= Exercise goal =
Write out the material below again, swapping every "localizer" for "detector" and changing nothing else.

= Region labeling records =
★ ★ ★ ★ ★

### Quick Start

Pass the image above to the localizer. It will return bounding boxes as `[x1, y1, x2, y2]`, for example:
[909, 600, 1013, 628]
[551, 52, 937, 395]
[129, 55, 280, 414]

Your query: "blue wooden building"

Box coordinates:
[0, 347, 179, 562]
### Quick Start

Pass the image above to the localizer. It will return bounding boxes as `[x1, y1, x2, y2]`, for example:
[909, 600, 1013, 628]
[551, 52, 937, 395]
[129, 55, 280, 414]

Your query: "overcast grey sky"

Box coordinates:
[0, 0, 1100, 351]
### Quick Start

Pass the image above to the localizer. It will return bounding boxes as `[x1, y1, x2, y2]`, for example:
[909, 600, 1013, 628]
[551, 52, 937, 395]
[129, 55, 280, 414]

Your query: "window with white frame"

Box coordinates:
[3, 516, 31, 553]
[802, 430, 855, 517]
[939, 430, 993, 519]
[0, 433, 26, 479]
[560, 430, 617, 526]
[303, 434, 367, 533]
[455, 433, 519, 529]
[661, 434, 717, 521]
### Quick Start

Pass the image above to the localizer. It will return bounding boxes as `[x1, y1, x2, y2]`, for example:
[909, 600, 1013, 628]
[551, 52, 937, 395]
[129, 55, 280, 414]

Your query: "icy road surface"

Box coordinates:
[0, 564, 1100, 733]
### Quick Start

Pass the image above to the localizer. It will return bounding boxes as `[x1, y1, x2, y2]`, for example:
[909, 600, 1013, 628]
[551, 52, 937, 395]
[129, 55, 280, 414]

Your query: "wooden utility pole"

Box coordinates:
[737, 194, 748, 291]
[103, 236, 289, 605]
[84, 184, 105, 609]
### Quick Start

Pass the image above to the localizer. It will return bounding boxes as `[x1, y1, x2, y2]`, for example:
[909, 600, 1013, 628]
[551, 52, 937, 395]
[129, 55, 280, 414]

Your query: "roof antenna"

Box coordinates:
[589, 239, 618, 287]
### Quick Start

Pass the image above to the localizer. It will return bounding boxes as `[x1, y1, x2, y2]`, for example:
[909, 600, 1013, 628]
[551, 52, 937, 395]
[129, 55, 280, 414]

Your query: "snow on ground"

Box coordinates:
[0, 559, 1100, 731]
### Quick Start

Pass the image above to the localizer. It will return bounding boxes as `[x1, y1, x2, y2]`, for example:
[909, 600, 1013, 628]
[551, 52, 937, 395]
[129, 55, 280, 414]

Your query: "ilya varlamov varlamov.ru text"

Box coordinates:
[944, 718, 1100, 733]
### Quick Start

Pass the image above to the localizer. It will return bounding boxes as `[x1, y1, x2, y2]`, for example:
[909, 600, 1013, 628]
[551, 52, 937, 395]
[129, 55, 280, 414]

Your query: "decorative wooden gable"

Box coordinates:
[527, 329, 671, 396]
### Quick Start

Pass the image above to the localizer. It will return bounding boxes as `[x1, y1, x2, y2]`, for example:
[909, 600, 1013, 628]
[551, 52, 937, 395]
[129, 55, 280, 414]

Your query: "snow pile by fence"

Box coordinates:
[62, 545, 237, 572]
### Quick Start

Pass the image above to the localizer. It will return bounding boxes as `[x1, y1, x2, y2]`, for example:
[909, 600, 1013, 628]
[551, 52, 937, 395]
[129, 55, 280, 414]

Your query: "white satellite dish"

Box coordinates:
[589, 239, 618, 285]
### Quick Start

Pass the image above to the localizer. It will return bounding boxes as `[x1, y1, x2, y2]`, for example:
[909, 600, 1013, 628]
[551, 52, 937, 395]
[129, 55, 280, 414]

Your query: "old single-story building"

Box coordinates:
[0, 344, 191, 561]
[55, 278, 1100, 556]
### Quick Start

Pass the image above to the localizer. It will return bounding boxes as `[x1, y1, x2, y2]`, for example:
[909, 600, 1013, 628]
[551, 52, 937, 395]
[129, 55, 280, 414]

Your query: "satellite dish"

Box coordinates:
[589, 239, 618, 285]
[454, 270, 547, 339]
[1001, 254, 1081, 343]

★ ★ ★ ★ ★

= Written response =
### Quick Start

Pass the image above to the detector. It will return bounding boxes as `[x1, y1, x2, y2]`, for example:
[909, 600, 1013, 628]
[551, 52, 937, 395]
[129, 55, 280, 414]

Your query: "blue wooden building"

Box coordinates:
[0, 347, 179, 562]
### Quick Start

Pass the image above to the detector. It will return bounding boxes as `[x1, y1, x2, y2]`, for example:
[909, 600, 1013, 628]
[551, 52, 937, 395]
[129, 55, 280, 414]

Your query: "overcast grey sky"

Box coordinates:
[0, 0, 1100, 351]
### Quick Start

Pass the image above to the detector. It will return bounding boxes as `[x1, y1, x2, y2]`, for example:
[909, 600, 1013, 628]
[551, 52, 937, 395]
[129, 55, 280, 414]

Your query: "window with white frame"

Box coordinates:
[3, 516, 31, 553]
[802, 430, 855, 517]
[939, 430, 993, 519]
[0, 433, 26, 479]
[560, 430, 617, 526]
[303, 434, 367, 533]
[455, 433, 519, 529]
[661, 434, 717, 521]
### Quick Start

Pass the image above to the detector. It will return bounding boxes as `[x1, y1, x2, y2]`, for example:
[909, 600, 1013, 628]
[551, 52, 937, 395]
[129, 55, 280, 414]

Your query: "icy road surface"

Box coordinates:
[0, 564, 1100, 733]
### Quick Start

Pass the image above to the detector. It will return bounding boxes as `[x1, y1, x2, y2]`, for example:
[909, 600, 1013, 628]
[551, 52, 937, 395]
[129, 55, 280, 414]

Your query: "wooden utility pole"

Box coordinates:
[737, 194, 748, 291]
[103, 236, 289, 605]
[84, 184, 105, 609]
### Quick Start

Pass the image above to the detector. It will return bounding boxes as `[x1, y1, x2, y2]`, for example:
[909, 600, 1013, 628]
[551, 52, 937, 395]
[129, 55, 280, 414]

Your query: "roof antenna"

Box coordinates:
[589, 239, 618, 287]
### Quick Start

Pass the image above to the detector. It will return bounding boxes as `[x1, y1, x2, y2]`, for example:
[909, 600, 1013, 628]
[551, 52, 937, 395]
[129, 55, 280, 414]

Your query: "snow on ground"

Box coordinates:
[0, 559, 1100, 731]
### Quick Start

Pass the image above to the detector. It will return bounding boxes as `[x1, y1, x2, y2]`, for example:
[909, 600, 1013, 628]
[551, 52, 937, 395]
[129, 55, 280, 414]

Your query: "ilya varlamov varlamov.ru text"

Box coordinates:
[944, 718, 1100, 733]
### Quick Start

Pass the image above to the detector. It will return bounding boxes as `[x1, y1, x2, y2]`, for example:
[909, 600, 1013, 628]
[551, 52, 937, 395]
[129, 55, 280, 414]

Your query: "decorative wooden gable"

Box coordinates:
[527, 329, 671, 396]
### Quick Start

Pass the image above to the detector. It will return bounding boxes as `[x1, y1, x2, y2]`, for example:
[909, 600, 1013, 628]
[551, 52, 937, 395]
[129, 55, 280, 414]

Your query: "snow pile by fence"

Box coordinates:
[62, 545, 237, 572]
### Quick Start

Pass the image above to the detector. It will return bounding boxes as `[x1, y1, x2, y2]`, for example:
[909, 600, 1013, 628]
[551, 52, 937, 395]
[129, 55, 280, 414]

Your query: "white satellite dish"

Box coordinates:
[589, 239, 618, 285]
### Quick Start

Pass the image above to the detector. It will return bounding boxes as `[x1, y1, x2, y2]`, for example:
[909, 600, 1013, 628]
[551, 52, 937, 395]
[129, 55, 280, 414]

Your query: "old single-story building"

Box coordinates:
[0, 344, 191, 561]
[55, 278, 1100, 556]
### Quick Start

Pass the image above to the detector. It will return bounding boxes as `[x1, y1, x2, y2]`, for example:
[909, 600, 1013, 628]
[551, 52, 937, 395]
[129, 55, 280, 414]

Your query: "satellite dish"

Box coordinates:
[589, 239, 618, 285]
[454, 270, 547, 339]
[1001, 254, 1081, 343]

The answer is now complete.